* **TASK DIRECTIONS**
Rewrite the data from its first line through the line containing "[[206, 283]]", swapping every "thickest" for "widest" and leaving everything else unchanged.

* **RAW DATA**

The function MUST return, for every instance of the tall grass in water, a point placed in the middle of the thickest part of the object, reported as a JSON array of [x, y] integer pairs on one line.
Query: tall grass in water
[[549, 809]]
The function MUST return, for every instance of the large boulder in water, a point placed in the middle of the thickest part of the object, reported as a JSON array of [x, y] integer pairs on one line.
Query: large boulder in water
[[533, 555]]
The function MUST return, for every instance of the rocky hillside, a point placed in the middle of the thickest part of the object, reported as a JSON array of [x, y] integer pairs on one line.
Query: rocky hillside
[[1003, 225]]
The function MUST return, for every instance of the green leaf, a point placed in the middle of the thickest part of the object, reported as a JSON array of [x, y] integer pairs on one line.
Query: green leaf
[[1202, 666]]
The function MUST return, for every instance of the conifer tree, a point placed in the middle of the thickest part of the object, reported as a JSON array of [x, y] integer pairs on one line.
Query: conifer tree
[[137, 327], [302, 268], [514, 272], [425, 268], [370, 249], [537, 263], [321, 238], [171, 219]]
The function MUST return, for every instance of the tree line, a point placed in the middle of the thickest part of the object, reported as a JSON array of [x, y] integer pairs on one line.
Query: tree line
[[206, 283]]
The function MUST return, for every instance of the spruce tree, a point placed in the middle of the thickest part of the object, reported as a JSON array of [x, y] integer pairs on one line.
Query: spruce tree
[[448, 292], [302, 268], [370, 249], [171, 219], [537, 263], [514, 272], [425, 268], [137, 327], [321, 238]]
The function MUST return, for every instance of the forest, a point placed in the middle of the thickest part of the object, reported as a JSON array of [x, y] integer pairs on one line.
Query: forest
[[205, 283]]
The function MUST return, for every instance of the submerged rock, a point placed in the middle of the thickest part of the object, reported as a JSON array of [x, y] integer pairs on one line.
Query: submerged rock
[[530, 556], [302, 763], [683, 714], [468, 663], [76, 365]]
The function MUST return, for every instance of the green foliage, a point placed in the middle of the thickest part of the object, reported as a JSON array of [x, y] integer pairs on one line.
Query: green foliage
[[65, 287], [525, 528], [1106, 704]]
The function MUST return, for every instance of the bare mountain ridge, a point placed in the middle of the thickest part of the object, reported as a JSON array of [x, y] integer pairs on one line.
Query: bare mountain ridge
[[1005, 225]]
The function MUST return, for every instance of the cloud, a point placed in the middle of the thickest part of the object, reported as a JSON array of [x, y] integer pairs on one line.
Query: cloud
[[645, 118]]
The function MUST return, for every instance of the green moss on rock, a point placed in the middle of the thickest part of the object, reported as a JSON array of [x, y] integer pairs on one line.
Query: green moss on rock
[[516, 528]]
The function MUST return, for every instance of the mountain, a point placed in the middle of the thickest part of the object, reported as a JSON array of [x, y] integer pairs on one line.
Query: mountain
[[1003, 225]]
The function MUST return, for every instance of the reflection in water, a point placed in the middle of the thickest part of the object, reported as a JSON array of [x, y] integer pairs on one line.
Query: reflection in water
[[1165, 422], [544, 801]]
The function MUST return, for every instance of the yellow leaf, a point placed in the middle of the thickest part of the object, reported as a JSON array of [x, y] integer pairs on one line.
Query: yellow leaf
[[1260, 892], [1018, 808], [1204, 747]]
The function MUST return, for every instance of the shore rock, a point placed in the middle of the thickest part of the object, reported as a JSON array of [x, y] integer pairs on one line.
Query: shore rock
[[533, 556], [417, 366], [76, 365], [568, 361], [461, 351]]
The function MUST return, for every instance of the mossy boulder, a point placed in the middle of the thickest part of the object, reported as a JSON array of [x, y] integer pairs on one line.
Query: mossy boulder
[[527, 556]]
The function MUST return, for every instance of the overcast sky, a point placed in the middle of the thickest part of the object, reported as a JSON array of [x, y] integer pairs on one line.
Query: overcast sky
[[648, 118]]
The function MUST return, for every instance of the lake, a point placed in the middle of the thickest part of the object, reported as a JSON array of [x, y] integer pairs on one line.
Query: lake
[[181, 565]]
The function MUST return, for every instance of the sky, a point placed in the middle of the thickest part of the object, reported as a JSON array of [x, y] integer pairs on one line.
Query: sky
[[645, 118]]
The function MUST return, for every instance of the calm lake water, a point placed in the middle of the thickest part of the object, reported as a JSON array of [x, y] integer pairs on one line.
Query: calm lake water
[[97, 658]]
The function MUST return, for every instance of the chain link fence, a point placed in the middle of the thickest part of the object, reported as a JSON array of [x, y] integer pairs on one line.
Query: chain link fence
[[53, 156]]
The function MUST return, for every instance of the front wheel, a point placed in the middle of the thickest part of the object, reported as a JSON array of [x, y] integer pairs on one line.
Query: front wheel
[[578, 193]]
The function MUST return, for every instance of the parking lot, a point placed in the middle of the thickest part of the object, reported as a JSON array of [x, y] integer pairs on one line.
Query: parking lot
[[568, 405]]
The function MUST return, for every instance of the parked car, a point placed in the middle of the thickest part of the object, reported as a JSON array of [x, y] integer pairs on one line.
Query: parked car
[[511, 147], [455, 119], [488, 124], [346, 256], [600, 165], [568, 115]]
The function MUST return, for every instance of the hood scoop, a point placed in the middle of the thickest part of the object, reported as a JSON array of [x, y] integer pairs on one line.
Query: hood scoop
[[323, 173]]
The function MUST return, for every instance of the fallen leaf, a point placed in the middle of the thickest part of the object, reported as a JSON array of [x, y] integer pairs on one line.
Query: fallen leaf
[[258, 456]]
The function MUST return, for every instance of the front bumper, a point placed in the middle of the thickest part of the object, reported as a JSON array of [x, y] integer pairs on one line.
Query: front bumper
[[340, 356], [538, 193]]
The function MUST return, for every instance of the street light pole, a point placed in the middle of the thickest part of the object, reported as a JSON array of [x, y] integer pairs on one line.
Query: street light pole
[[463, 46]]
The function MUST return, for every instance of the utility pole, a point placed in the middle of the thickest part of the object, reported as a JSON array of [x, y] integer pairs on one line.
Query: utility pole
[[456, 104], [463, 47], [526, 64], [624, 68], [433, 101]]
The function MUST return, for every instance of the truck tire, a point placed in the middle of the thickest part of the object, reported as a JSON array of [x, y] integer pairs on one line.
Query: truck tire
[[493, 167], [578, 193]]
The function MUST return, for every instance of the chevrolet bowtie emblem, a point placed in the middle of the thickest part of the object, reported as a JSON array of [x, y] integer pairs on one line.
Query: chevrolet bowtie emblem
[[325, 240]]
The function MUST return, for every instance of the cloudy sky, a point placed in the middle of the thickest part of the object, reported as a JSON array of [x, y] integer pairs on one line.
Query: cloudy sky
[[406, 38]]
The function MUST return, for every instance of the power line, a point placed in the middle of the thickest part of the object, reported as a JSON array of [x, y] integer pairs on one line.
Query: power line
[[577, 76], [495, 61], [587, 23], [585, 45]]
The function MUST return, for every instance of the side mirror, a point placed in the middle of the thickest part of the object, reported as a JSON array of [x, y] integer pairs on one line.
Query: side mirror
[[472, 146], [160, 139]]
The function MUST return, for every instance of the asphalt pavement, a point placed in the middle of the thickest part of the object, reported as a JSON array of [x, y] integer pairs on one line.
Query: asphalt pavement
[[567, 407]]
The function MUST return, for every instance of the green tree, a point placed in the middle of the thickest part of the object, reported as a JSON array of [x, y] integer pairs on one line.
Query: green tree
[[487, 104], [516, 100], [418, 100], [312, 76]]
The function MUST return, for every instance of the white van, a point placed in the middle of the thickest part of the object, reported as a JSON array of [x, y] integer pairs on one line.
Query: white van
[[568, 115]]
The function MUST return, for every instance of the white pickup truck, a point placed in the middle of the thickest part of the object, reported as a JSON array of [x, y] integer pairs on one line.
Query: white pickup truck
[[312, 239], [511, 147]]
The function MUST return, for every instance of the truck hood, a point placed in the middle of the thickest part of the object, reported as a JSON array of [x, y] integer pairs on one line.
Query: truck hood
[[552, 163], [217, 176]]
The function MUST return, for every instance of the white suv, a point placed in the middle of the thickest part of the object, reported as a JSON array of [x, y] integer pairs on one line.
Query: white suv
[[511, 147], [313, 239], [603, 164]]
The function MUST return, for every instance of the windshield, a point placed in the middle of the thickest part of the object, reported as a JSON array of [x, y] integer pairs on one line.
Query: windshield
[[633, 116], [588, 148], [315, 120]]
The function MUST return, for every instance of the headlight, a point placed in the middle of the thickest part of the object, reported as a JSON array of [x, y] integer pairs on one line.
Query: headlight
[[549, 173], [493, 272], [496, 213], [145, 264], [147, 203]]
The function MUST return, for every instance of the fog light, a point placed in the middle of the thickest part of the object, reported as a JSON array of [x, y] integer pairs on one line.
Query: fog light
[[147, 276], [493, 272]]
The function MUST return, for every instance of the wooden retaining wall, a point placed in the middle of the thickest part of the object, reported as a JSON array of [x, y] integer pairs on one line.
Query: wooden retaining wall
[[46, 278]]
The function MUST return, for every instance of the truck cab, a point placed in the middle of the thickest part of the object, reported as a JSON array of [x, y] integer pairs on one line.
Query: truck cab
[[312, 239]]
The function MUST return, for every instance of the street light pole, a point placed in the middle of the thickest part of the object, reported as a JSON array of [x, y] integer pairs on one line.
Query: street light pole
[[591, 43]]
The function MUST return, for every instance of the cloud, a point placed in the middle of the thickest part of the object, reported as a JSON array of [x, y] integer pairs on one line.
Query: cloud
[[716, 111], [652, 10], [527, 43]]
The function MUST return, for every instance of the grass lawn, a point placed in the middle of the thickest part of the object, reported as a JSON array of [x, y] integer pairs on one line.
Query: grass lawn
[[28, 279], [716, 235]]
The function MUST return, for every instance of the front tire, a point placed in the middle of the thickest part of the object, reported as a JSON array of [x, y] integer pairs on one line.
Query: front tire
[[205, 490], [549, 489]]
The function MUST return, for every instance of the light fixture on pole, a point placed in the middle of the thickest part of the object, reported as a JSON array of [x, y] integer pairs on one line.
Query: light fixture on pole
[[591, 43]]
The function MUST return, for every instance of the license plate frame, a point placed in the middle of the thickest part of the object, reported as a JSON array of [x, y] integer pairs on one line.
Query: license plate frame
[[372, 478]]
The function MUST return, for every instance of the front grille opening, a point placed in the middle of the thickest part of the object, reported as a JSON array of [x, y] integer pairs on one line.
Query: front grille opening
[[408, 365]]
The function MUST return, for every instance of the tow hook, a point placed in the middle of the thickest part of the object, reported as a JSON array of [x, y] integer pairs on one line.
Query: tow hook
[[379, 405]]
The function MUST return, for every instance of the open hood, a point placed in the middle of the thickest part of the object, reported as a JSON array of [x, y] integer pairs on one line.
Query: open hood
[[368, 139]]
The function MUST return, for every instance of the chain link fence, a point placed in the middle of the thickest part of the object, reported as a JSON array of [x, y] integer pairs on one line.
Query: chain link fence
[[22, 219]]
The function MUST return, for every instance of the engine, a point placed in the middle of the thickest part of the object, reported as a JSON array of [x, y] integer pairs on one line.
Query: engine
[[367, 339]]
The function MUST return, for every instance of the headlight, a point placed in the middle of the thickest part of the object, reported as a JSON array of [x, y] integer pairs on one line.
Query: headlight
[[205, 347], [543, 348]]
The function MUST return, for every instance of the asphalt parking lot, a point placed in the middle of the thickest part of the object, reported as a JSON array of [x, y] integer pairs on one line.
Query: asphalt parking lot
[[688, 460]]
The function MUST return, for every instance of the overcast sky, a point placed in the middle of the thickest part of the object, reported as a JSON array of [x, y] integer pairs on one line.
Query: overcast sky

* **RESPONSE TO THE TASK**
The function MUST return, for every instance of the tall grass in water, a point placed in the middle of the widest part of the object, reported as a JSON array of [x, y] integer pairs on one line.
Query: tall grass in water
[[549, 809]]
The function MUST return, for every instance of the large boulder in water, a point placed in the middle of the widest part of the object, reported as a JSON array of [x, y] integer pairs on one line.
Query: large boulder in water
[[533, 555]]
The function MUST return, for every instance of the rocky hillside, a point placed in the middle of the widest part of the object, reported as a JSON array of [x, y] integer pairs on one line.
Query: rocky hillside
[[1003, 225]]
The function MUST return, for every instance of the green leaf, a point placed in the middle of the widest part of the object, reported as a JSON array of [x, y] integer pairs on one line.
Query: green leaf
[[1202, 666]]
The function MUST return, for every instance of the conifer tree, a point placed in the middle of the widest part of the object, reported as a JSON array of [x, y] integer pairs on one line.
Query: conifer tree
[[137, 327], [302, 268], [514, 272], [425, 268], [370, 249], [537, 263], [321, 238], [171, 219]]
The function MUST return, for every instance of the tree line, a point placed in the middle of the widest part of the object, reported as a JSON array of [x, y] integer pairs on one line.
Query: tree line
[[206, 283]]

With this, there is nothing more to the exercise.